Report every line of the records below that contains the string "summit", reproducing each such line in full.

[Coordinate annotation records]
=====

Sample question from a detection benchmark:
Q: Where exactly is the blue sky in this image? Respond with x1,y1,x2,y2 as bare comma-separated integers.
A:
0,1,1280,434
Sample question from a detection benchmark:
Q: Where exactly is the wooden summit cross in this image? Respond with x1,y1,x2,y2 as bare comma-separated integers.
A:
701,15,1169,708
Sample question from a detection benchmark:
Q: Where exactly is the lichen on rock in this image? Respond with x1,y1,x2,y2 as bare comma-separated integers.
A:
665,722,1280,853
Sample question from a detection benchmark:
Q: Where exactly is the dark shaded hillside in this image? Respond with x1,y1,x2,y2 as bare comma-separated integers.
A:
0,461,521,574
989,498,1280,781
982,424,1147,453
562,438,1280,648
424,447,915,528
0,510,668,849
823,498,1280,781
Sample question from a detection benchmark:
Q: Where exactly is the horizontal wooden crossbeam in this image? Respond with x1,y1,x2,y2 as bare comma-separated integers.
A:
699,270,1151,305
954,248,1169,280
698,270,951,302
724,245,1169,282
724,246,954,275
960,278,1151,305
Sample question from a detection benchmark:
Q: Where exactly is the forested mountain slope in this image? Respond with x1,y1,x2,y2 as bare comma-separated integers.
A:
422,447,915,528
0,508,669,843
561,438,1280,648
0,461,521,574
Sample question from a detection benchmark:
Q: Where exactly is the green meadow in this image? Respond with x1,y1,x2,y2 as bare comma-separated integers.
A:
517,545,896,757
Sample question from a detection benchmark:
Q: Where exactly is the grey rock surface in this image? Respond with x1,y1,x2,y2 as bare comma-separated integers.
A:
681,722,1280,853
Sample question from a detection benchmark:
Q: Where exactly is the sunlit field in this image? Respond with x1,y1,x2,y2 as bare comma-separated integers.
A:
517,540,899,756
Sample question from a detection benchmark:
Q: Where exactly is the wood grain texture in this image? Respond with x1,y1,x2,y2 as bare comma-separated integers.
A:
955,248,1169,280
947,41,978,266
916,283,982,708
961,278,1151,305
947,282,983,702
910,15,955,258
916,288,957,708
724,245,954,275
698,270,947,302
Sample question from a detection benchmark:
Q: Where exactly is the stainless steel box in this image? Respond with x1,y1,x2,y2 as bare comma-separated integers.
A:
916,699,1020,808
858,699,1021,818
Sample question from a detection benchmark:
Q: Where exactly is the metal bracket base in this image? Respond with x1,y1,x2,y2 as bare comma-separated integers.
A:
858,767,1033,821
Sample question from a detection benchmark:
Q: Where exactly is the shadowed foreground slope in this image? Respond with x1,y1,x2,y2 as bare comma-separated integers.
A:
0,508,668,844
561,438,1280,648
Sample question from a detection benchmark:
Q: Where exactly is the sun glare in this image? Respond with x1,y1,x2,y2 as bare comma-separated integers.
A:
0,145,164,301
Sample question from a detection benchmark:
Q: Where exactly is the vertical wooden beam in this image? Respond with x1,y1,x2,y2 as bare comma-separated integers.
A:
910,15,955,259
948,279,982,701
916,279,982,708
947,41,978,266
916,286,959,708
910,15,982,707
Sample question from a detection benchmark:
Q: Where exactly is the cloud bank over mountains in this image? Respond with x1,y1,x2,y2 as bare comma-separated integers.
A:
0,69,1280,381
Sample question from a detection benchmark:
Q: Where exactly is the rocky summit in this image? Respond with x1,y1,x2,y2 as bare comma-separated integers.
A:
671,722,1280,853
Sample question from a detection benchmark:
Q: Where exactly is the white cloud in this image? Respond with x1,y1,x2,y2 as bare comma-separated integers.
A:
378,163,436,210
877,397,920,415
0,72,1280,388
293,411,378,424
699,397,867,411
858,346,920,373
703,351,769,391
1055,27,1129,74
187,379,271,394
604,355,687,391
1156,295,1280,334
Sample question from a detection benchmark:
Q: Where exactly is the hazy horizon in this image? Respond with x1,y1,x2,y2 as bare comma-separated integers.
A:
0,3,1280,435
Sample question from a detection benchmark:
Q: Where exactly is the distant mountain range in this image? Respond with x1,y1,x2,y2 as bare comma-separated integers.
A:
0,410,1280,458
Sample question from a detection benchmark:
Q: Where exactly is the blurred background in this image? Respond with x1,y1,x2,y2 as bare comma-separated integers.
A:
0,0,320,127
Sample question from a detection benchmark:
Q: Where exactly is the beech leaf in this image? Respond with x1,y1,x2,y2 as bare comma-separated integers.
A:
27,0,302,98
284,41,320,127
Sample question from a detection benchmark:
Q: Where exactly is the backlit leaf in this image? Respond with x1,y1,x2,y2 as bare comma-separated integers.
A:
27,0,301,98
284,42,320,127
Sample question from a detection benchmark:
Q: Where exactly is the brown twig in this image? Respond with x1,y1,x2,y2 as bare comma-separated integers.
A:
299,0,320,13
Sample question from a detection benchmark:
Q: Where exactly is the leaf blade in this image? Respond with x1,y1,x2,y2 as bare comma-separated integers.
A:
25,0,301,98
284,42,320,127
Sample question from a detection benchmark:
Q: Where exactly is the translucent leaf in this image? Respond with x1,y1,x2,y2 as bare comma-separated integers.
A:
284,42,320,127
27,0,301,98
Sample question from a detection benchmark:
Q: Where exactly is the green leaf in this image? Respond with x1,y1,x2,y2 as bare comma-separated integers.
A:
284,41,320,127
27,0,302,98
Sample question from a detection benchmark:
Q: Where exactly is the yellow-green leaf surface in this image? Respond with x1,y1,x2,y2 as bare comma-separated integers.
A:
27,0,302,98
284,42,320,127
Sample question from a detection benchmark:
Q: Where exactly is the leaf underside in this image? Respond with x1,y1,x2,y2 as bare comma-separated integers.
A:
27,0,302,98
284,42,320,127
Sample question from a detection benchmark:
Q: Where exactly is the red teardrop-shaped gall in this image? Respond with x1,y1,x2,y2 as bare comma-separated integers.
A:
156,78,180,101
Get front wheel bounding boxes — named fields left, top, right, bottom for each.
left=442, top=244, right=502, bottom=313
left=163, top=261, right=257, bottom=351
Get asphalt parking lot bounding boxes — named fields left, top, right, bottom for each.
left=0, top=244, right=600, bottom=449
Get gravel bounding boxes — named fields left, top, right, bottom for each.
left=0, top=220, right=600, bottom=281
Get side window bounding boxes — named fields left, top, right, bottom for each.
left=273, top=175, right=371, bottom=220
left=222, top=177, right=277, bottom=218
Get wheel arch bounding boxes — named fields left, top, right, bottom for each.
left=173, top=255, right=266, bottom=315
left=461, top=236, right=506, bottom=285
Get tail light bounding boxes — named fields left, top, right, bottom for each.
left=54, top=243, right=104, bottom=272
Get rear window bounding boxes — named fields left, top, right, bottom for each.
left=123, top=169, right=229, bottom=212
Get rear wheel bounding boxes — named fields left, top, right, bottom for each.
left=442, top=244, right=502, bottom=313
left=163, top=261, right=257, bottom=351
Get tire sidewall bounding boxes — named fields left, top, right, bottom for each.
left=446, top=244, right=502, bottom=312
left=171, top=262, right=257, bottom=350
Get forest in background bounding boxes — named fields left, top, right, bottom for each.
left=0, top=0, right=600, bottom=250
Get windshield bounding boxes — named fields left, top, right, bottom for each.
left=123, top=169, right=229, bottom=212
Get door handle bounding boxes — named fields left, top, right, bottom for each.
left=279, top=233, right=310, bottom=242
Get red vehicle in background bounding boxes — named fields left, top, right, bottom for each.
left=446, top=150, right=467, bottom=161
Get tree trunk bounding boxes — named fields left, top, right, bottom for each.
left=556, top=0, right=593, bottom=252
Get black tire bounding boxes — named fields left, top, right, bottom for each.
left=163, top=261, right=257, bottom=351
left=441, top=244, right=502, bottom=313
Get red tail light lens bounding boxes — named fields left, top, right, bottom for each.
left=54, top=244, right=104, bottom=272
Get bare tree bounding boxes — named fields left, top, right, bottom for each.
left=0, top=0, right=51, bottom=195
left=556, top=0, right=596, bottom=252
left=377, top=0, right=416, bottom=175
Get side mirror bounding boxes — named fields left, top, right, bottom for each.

=====

§ **SOLUTION TO THE PROBLEM**
Q: Where exactly is the wooden summit cross in this image? Respond with x1,y1,x2,y2 as bare comma-separated integers.
Q: Where exactly is the rocky summit in this image? Respond with x1,y1,x2,y2 as bare comma-separated integers.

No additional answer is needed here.